# 4 months without a haircut...



## Milo :) (Mar 10, 2013)

He LOOKS great, and I'm sure he feels great!

I think I speak for everyone when I say...I want more pictures!!! :-D :-D


----------



## sweetheartsrodeo (Sep 19, 2012)

Milo :) said:


> He LOOKS great, and I'm sure he feels great!
> 
> I think I speak for everyone when I say...I want more pictures!!! :-D :-D



Absolutely!


----------



## PoodleRick (Mar 18, 2013)

Milo :) said:


> He LOOKS great, and I'm sure he feels great!
> 
> *I think I speak for everyone when I say...I want more pictures!!!* :-D :-D


Quoted for emphasis.


----------



## Poodlebeguiled (May 27, 2013)

Aww what a nice fella. Love how he and the cat snuggle up. He looks wonderful. Yep....the busiest people, they say always have the most time, being so organized and all... Soooooooo.....more pictures! And don't be a stranger.:act-up:


----------



## MollyMuiMa (Oct 13, 2012)

Looks like that Kitty is the BOSS and Hank knows it but loves it anyway! LOL! 
Ditto on more pics tho!!!!!!


----------



## spoo novice (Mar 22, 2013)

Yes, you definitely speak for me! More please!


----------

**Dataset extract:**
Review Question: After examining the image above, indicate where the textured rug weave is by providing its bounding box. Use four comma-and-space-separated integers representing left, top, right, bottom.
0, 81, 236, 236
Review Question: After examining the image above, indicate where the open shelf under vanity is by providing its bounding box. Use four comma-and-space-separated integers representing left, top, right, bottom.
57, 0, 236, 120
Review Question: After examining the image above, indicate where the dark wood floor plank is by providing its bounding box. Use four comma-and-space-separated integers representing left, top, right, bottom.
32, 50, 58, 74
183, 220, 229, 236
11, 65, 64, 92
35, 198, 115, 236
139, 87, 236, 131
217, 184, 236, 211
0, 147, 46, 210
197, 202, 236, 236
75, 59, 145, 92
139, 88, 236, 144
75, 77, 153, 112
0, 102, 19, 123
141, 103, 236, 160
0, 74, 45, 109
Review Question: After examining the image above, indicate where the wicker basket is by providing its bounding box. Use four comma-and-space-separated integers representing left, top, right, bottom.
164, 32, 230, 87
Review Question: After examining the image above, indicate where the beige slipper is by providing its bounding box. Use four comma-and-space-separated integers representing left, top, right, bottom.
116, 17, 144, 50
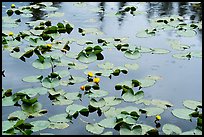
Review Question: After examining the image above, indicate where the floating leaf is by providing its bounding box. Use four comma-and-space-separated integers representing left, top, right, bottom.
98, 61, 114, 69
98, 117, 117, 128
176, 29, 197, 37
42, 78, 60, 88
104, 97, 122, 106
8, 111, 28, 120
49, 113, 70, 123
89, 90, 108, 98
162, 124, 182, 135
183, 100, 202, 110
125, 64, 139, 70
48, 122, 69, 129
151, 99, 173, 109
66, 104, 87, 115
90, 98, 106, 108
124, 50, 141, 59
142, 107, 164, 116
77, 53, 97, 64
2, 96, 17, 106
23, 75, 43, 82
172, 108, 194, 120
32, 59, 52, 69
30, 120, 50, 132
2, 120, 17, 131
86, 123, 104, 134
120, 125, 142, 135
151, 48, 170, 54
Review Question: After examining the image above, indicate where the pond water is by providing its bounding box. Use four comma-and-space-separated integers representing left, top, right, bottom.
2, 2, 202, 135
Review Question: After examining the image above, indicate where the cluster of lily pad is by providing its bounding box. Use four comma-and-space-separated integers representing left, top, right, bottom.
2, 2, 202, 135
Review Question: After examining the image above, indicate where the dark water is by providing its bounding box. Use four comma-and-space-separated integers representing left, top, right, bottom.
2, 2, 202, 135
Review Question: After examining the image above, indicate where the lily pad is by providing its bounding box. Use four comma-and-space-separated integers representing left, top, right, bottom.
90, 98, 106, 108
23, 75, 42, 82
124, 50, 141, 59
120, 125, 142, 135
32, 59, 52, 69
30, 120, 50, 132
98, 117, 117, 128
8, 111, 28, 120
125, 64, 139, 70
17, 87, 47, 98
104, 96, 122, 106
89, 89, 109, 98
172, 108, 194, 120
183, 100, 202, 110
98, 61, 114, 69
42, 78, 60, 88
86, 123, 104, 134
49, 113, 70, 123
66, 104, 87, 115
48, 122, 69, 129
77, 53, 97, 64
162, 124, 182, 135
176, 29, 197, 37
142, 107, 164, 116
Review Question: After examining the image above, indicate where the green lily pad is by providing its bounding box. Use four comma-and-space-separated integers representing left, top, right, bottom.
90, 98, 106, 108
48, 122, 69, 129
32, 59, 52, 69
120, 125, 142, 135
66, 104, 87, 115
23, 75, 42, 82
180, 128, 202, 135
191, 51, 202, 58
8, 111, 28, 120
68, 62, 88, 70
98, 61, 114, 69
151, 48, 170, 54
2, 120, 17, 131
86, 123, 104, 134
151, 99, 173, 109
2, 96, 17, 106
142, 107, 164, 116
172, 108, 194, 120
56, 70, 70, 78
64, 92, 80, 100
172, 52, 191, 59
45, 12, 64, 18
66, 51, 78, 59
40, 7, 58, 11
169, 40, 190, 51
124, 50, 141, 59
77, 53, 97, 64
17, 87, 47, 98
42, 78, 60, 88
176, 29, 197, 37
125, 64, 139, 70
104, 96, 122, 106
138, 124, 154, 135
49, 113, 70, 123
98, 117, 117, 128
183, 100, 202, 110
30, 120, 50, 132
162, 124, 182, 135
89, 89, 108, 98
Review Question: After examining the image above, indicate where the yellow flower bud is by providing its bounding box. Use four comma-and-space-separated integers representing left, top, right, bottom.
8, 32, 13, 36
156, 115, 161, 120
93, 78, 100, 83
88, 72, 93, 77
80, 86, 85, 90
46, 44, 52, 48
11, 4, 16, 8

**What this exercise asks:**
**A.** Check each statement against the forum thread "4 months without a haircut..." and answer yes or no, quoting the deciding words: (i) The dog is named Hank. (ii) PoodleRick replied "Absolutely!" (iii) Poodlebeguiled says the dog and the cat snuggle up.
**B.** Copy, unchanged, the part of the forum thread "4 months without a haircut..." that opens with the words containing "Aww what a nice" and closes with "it anyway! LOL!".

**Answers for the exercise:**
**A.**
(i) Yes: "Hank knows it but loves it anyway!"
(ii) No: PoodleRick's post says "Quoted for emphasis." The reply "Absolutely!" is under "sweetheartsrodeo".
(iii) Yes: "Love how he and the cat snuggle up."

**B.**
Aww what a nice fella. Love how he and the cat snuggle up. He looks wonderful. Yep....the busiest people, they say always have the most time, being so organized and all... Soooooooo.....more pictures! And don't be a stranger.:act-up:


----------



## MollyMuiMa (Oct 13, 2012)

Looks like that Kitty is the BOSS and Hank knows it but loves it anyway! LOL!